WHAT IS ASKED:
#1 Please answer these questions from the text on tax benefits for parents:
(a) How much can taxpayers generally deduct for each qualified dependent?
(b) Under what age must a qualifying child be for the Child Tax Credit?
(c) What is the maximum Child Tax Credit per child?
#2 Extend the text on tax benefits for parents from the point where it stops.

TEXT EXCERPT:
▬▬▬
Wednesday, February 15, 2017

Check Out These Tax Benefits for Parents


Taxpayers with children may qualify for certain tax benefits. Parents should consider child-related tax benefits when filing their federal tax return:
  • Dependent. Most of the time, taxpayers can claim their child as a dependent. Use the Interactive Tax Assistant to help determine who can be claimed as a dependent. Taxpayers can generally deduct $4,050 for each qualified dependent. If the taxpayer’s income is above a certain limit, this amount may be reduced. For more on these rules, see Publication 501, Exemptions, Standard Deduction and Filing Information.
  • Child Tax Credit.  Generally, taxpayers can claim the Child Tax Credit for each qualifying child under the age of 17. The maximum credit is $1,000 per child. Taxpayers who get less than the full amount of the credit may qualify for the Additional Child Tax Credit. Use the Interactive Tax Assistant to determine if a child qualifies for the Child Tax Credit. For more information, see Schedule 8812 and Publication 972, Child Tax Credit.
▬▬▬
Position annotation records:
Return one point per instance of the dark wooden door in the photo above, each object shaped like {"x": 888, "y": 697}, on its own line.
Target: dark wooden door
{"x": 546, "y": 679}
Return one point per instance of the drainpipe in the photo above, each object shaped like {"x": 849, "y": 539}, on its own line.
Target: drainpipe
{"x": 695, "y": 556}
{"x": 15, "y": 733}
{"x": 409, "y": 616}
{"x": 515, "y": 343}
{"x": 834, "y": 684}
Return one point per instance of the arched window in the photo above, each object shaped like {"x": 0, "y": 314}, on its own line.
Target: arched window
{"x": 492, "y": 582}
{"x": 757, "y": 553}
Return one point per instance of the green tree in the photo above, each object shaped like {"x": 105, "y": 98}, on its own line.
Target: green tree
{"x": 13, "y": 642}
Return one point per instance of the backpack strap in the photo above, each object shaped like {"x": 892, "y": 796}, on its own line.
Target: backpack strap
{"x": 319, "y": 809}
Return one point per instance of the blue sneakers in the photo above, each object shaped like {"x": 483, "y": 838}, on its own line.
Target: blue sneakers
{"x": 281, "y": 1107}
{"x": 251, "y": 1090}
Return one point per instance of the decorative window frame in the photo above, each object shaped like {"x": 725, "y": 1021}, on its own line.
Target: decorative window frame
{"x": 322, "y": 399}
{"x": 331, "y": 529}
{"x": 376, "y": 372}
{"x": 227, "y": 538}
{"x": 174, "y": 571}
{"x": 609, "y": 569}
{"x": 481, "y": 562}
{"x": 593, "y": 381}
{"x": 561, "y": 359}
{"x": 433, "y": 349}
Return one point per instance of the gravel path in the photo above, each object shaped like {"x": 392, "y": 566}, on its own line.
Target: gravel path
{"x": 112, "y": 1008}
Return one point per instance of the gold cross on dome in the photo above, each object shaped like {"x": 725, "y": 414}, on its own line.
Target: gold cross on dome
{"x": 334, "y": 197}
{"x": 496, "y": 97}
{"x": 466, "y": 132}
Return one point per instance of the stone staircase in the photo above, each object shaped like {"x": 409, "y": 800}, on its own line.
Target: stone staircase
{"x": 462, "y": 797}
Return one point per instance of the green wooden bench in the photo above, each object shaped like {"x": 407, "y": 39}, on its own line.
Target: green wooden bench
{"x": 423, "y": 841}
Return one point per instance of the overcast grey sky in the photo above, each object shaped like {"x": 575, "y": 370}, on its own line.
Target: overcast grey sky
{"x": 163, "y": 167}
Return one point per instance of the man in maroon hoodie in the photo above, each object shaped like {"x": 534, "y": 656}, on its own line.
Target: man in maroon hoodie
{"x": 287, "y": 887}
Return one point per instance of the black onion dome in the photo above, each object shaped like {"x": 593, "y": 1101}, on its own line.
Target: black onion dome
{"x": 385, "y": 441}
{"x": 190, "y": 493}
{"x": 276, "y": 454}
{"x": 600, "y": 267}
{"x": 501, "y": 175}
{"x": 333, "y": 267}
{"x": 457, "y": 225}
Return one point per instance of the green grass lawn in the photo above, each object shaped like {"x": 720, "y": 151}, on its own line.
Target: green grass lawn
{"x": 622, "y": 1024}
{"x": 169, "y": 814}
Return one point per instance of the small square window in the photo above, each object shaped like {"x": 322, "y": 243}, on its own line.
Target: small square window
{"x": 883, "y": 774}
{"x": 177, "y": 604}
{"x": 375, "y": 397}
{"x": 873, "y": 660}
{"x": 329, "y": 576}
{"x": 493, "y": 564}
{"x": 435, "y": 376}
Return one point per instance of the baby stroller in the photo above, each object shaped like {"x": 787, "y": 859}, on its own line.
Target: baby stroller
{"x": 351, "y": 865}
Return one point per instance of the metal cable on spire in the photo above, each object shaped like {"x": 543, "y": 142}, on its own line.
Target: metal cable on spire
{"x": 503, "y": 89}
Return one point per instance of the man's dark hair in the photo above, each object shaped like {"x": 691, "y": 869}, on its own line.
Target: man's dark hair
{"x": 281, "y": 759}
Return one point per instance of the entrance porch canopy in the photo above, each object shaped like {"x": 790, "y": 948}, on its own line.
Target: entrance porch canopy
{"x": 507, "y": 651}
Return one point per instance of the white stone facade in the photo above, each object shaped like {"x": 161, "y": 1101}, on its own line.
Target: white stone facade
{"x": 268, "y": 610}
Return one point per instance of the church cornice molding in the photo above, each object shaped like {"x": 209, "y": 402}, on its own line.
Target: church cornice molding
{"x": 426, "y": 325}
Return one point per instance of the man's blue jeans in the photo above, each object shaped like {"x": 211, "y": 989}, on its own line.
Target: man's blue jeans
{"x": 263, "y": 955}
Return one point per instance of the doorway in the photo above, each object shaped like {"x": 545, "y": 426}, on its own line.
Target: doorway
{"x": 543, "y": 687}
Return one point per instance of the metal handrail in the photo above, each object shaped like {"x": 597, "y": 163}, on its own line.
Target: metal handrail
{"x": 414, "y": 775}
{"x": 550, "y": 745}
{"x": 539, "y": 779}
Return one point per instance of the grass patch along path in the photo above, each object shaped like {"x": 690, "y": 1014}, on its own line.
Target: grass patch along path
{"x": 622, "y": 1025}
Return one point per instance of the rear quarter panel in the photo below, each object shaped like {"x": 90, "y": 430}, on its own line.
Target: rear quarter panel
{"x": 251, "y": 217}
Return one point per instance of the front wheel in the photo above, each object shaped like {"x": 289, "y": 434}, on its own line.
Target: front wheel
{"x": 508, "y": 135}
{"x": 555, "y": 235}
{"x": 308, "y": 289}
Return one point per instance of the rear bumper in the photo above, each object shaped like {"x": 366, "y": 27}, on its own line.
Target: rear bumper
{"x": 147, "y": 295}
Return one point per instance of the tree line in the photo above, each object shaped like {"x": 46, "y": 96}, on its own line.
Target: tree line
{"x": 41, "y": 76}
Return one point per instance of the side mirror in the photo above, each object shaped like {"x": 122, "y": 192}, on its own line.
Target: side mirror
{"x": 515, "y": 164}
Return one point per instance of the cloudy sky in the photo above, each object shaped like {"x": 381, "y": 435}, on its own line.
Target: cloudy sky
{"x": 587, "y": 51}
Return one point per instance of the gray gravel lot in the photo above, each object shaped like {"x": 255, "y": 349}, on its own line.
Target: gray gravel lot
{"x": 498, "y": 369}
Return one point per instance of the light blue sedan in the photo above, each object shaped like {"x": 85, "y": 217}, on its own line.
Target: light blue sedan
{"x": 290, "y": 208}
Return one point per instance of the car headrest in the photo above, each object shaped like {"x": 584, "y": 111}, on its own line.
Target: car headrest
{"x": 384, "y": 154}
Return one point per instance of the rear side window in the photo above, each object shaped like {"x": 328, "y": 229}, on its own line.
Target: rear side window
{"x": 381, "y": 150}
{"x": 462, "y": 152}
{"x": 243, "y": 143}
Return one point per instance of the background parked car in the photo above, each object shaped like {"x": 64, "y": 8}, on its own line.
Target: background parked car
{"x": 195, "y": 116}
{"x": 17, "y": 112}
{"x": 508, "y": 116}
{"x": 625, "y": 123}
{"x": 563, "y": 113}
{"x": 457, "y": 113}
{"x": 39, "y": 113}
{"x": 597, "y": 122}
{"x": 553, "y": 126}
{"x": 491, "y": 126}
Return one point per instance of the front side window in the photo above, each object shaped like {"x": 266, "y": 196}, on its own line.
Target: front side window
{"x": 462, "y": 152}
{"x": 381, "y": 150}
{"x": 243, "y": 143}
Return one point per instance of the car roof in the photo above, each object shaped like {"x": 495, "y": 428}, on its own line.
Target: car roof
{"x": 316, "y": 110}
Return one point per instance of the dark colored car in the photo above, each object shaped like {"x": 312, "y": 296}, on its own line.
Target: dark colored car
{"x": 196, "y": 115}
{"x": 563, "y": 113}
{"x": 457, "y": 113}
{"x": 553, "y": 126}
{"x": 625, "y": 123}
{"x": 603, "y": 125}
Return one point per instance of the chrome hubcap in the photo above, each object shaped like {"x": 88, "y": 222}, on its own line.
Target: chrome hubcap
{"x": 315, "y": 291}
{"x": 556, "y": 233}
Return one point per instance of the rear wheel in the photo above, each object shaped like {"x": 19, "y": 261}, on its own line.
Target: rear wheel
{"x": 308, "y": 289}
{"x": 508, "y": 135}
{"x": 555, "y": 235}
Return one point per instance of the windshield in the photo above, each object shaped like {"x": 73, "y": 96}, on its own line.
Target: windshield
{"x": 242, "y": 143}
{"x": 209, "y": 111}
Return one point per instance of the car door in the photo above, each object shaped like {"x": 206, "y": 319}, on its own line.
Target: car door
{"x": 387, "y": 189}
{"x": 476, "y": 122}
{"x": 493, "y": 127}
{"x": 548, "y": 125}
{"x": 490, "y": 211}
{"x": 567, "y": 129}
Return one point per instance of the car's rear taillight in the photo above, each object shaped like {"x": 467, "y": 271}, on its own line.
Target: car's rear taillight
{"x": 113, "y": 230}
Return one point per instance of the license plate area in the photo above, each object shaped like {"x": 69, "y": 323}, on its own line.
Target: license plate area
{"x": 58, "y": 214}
▬▬▬
TASK RESULTS:
#1
(a) $4,050
(b) Under 17
(c) $1,000

#2
  • Child and Dependent Care Credit. Taxpayers may be able to claim this credit if they paid for the care of one or more qualifying persons. Dependent children under age 13 are among those who qualify. Taxpayers must have paid for care so that they could work or look for work. Use the Interactive Tax Assistant to determine if a child qualifies for the Child Tax Credit. See Publication 503, Child and Dependent Care Expenses, for more on this credit.  
  • Earned Income Tax Credit. Taxpayers who worked but earned less than $53,505 last year should look into the EITC. They can get up to $6,269 in EITC. Taxpayers may qualify with or without children. Use the 2016 EITC Assistant tool at IRS.gov or see Publication 596, Earned Income Tax Credit, to learn more.
EITC and ACTC Refunds. Because of new tax-law change, the IRS cannot issue refunds before Feb. 15 returns that claim the Earned Income Tax Credit (EITC) or the Additional Child Tax Credit (ACTC). This applies to the entire refund, even the portion not associated with these credits. The IRS will begin to release EITC/ACTC refunds starting Feb. 15. However, the IRS expects the earliest of these refunds to be available in bank accounts or debit cards during the week of Feb. 27, as long as there are no processing issues with the tax return and the taxpayer chose direct deposit. Read more about refund timing for early EITC/ACTC filers.
  • Adoption Credit. It is possible to claim a tax credit for certain costs paid to adopt a child. For details, see Form 8839, Qualified Adoption Expenses.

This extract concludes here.